[Part of a data file]
============
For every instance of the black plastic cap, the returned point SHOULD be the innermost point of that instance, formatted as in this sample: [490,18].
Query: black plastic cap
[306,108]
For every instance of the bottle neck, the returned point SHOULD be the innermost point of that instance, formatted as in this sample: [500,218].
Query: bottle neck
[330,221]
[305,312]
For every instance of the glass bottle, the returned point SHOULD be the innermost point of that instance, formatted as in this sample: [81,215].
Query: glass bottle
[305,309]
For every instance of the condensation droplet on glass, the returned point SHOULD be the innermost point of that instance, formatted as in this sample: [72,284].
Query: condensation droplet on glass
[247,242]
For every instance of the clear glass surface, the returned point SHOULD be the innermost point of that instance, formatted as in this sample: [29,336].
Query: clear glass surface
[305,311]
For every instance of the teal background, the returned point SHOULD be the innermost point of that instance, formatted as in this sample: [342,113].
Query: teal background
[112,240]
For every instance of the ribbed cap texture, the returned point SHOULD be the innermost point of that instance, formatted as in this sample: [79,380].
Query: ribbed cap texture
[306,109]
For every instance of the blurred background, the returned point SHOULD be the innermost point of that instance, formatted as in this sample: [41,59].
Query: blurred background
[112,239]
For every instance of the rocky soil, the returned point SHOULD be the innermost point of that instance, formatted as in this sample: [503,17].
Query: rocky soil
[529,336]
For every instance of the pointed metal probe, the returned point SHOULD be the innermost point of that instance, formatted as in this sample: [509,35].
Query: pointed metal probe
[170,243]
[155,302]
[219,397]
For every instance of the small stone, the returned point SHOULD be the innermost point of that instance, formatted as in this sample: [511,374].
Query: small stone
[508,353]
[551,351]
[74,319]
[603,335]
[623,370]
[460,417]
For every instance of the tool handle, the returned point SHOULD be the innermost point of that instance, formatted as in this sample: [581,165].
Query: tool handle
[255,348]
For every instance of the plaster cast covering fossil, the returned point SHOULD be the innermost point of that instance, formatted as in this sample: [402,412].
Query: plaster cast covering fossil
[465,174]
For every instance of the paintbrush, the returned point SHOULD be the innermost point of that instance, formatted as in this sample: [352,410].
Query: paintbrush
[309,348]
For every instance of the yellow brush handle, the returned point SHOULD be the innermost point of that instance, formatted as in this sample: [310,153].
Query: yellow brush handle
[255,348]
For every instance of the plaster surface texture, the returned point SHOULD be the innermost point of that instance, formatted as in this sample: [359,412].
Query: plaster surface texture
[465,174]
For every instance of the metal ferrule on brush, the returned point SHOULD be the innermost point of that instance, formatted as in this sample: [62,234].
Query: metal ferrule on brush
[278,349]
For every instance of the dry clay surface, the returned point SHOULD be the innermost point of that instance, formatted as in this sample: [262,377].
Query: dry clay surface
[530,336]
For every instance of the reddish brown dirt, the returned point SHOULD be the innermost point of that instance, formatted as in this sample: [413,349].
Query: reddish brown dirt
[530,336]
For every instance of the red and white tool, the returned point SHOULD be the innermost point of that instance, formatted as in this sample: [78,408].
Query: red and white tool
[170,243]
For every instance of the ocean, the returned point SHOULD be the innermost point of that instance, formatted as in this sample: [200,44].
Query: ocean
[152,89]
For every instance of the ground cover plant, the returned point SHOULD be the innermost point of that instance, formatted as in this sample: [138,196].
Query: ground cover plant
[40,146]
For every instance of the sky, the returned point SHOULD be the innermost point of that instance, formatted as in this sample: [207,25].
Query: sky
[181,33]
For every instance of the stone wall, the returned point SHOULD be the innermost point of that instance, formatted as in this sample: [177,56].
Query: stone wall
============
• Work to do
Take the material above and return all of it exactly.

• Result of the exercise
For every instance of the black plastic cap, the returned point SHOULD be the innermost point of that instance, formatted as in this sample: [490,18].
Query: black plastic cap
[306,108]
For every instance of the bottle neck, the returned point SHOULD be the innermost point of that instance, formatted as in this sample: [500,218].
Query: bottle neck
[330,221]
[305,312]
For every instance of the glass bottle, the returned point SHOULD be the innermost point of that instance, formatted as in this sample: [81,215].
Query: glass bottle
[305,309]
For every instance of the condensation droplet on glass, the returned point SHOULD be the innermost point of that instance, formatted as in this sample: [72,284].
Query: condensation droplet on glass
[247,242]
For every instance of the clear glass surface, the returned point SHOULD be the innermost point of that instance, formatted as in this sample: [29,336].
Query: clear glass surface
[305,311]
For every instance of the teal background, the returned point SHOULD be the innermost point of that instance, formatted as in this sample: [342,113].
Query: teal background
[112,240]
For every instance of the ribbed cap texture, the returned point SHOULD be the innermost point of that instance, formatted as in this sample: [79,380].
Query: ribbed cap texture
[306,109]
For every instance of the blurred background, the returned point SHOULD be the innermost point of that instance, formatted as in this sample: [41,59].
Query: blurred background
[112,239]
For every instance of the rocky soil, the returned point SHOULD be the innermost point of that instance, formatted as in this sample: [503,17].
Query: rocky soil
[529,336]
For every instance of the pointed metal probe, the returned point SHOULD be the innermost point of that instance, formatted as in this sample: [509,35].
Query: pointed metal probe
[170,243]
[155,302]
[219,397]
For every instance of the small stone, the returned point SHOULD be the innermost point of that instance, formatted as in this sample: [511,374].
Query: small stone
[508,353]
[551,351]
[74,319]
[603,335]
[623,370]
[460,417]
For every instance of the tool handle, the returned point SHOULD be the innermost point of that instance, formatted as in this sample: [581,165].
Query: tool handle
[255,348]
For every instance of the plaster cast covering fossil, the returned point SHOULD be the innermost point of that instance, formatted as in this sample: [402,412].
Query: plaster cast covering fossil
[465,174]
For every instance of the paintbrush, the returned point SHOULD be the innermost point of that instance, formatted as in this sample: [352,410].
Query: paintbrush
[309,348]
For every instance of the yellow brush handle, the returned point SHOULD be the innermost point of that instance, formatted as in this sample: [310,153].
Query: yellow brush handle
[255,348]
For every instance of the plaster surface texture, the returned point SHOULD be the innermost point of that instance, formatted as in this sample: [359,412].
Query: plaster surface texture
[465,174]
For every instance of the metal ferrule on brush, the returned point SHOULD be the innermost point of that instance, formatted as in this sample: [62,234].
Query: metal ferrule on brush
[278,349]
For every instance of the dry clay surface, the returned point SHOULD be the innermost point of that instance, formatted as in this sample: [262,377].
Query: dry clay surface
[530,336]
For every instance of the reddish brown dirt, the returned point SHOULD be the innermost point of that instance, formatted as in this sample: [413,349].
Query: reddish brown dirt
[530,336]
For every instance of the red and white tool, the returned point SHOULD be the innermost point of that instance, formatted as in this sample: [78,408].
Query: red and white tool
[170,243]
For every instance of the ocean, the returned point SHOULD be the innermost point of that instance, formatted as in this sample: [200,44].
Query: ocean
[152,89]
For every instance of the ground cover plant, the returned point SHOULD be the innermost point of that instance, formatted as in this sample: [138,196].
Query: ground cover plant
[40,146]
For every instance of the sky, the returned point SHOULD be the innermost point of that instance, formatted as in this sample: [207,25].
Query: sky
[181,33]
For every instance of the stone wall, the returned point SHOULD be the innermost point of that instance, formatted as in this sample: [177,56].
Query: stone wall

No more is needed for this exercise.